**Problem description**
Reproduce every entry below word for word, and leave the pictures out of your copy.

[start]

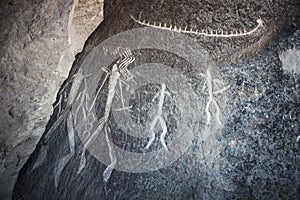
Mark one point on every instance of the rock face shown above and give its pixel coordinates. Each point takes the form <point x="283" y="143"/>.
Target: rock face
<point x="155" y="114"/>
<point x="37" y="52"/>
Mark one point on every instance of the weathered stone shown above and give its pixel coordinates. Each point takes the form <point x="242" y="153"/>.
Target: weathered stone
<point x="36" y="55"/>
<point x="247" y="149"/>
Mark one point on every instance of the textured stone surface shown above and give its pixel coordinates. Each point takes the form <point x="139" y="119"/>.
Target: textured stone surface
<point x="253" y="154"/>
<point x="36" y="56"/>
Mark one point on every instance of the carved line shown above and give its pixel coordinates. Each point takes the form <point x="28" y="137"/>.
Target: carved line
<point x="207" y="33"/>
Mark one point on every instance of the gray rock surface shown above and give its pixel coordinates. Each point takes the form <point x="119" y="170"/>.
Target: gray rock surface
<point x="36" y="56"/>
<point x="247" y="149"/>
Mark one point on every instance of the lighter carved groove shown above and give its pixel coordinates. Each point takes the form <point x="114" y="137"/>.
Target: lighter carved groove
<point x="224" y="34"/>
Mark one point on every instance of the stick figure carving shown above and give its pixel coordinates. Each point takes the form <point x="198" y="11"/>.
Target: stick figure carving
<point x="159" y="118"/>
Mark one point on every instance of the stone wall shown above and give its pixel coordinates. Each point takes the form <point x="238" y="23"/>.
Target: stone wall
<point x="39" y="41"/>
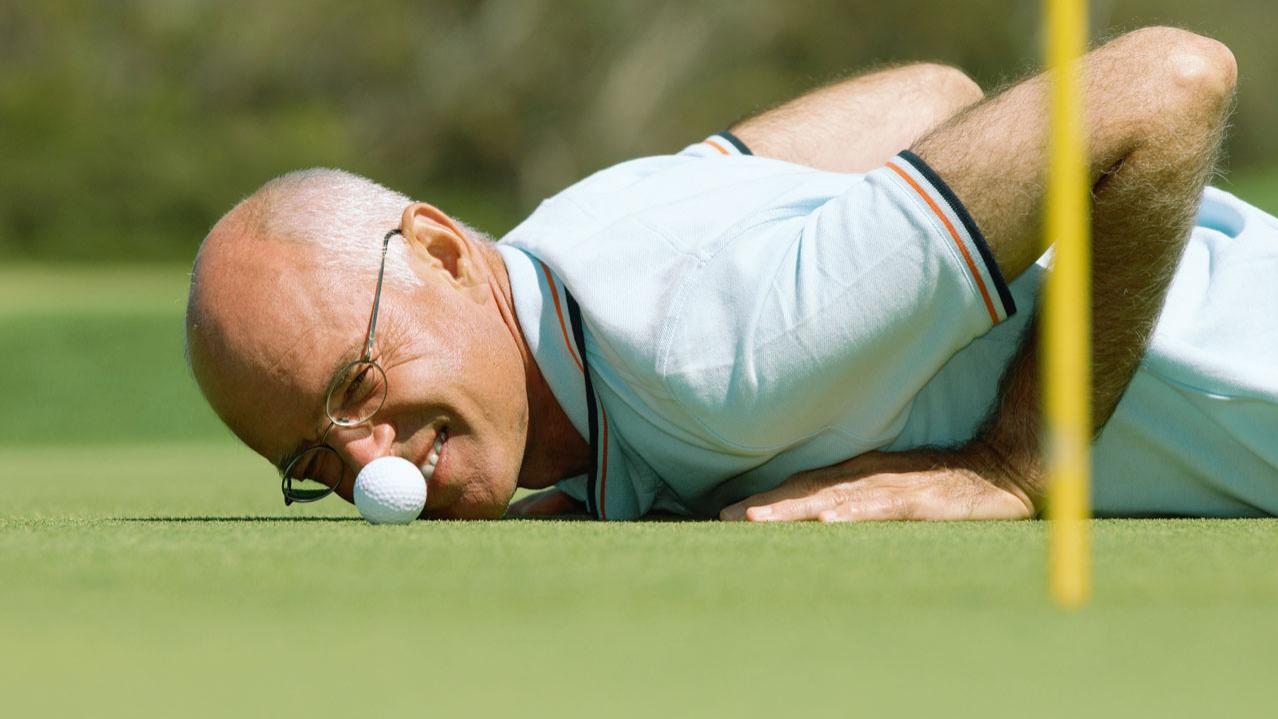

[end]

**Exercise answer**
Mark one point on every instance of the rock face shown above and give its pixel coordinates. Each point takes the form <point x="283" y="143"/>.
Target: rock face
<point x="155" y="114"/>
<point x="37" y="52"/>
Mark one point on every instance of the weathered stone shown above and give its pixel coordinates. Each point takes the form <point x="242" y="153"/>.
Target: weathered stone
<point x="36" y="55"/>
<point x="247" y="149"/>
Mark one point on every instance of the textured stone surface shown above and give its pixel coordinates. Each point takes the form <point x="139" y="119"/>.
Target: textured stone surface
<point x="253" y="154"/>
<point x="36" y="56"/>
Mark one point on every instance of the carved line shown above and give its pixel coordinates. Each point takes the form <point x="28" y="137"/>.
Target: carved line
<point x="207" y="33"/>
Mark one point on every instance of the gray rock surface shown above and give its pixel coordinates. Each point takes the form <point x="119" y="170"/>.
Target: gray rock surface
<point x="36" y="56"/>
<point x="247" y="149"/>
Mark one point on every instance of the lighter carved groove shown above and give its pixel coordinates. Each point takes the form <point x="114" y="137"/>.
Target: lighter carved groove
<point x="224" y="34"/>
Mark one point on every instance of the stick figure carving shown above and give its pixel coordinates. Each point takes the form <point x="198" y="11"/>.
Target: stick figure carving
<point x="159" y="118"/>
Mark one point on every instance of the stone wall shown above and give its pixel coordinates. Each point takes the form <point x="238" y="23"/>.
Target: stone wall
<point x="39" y="41"/>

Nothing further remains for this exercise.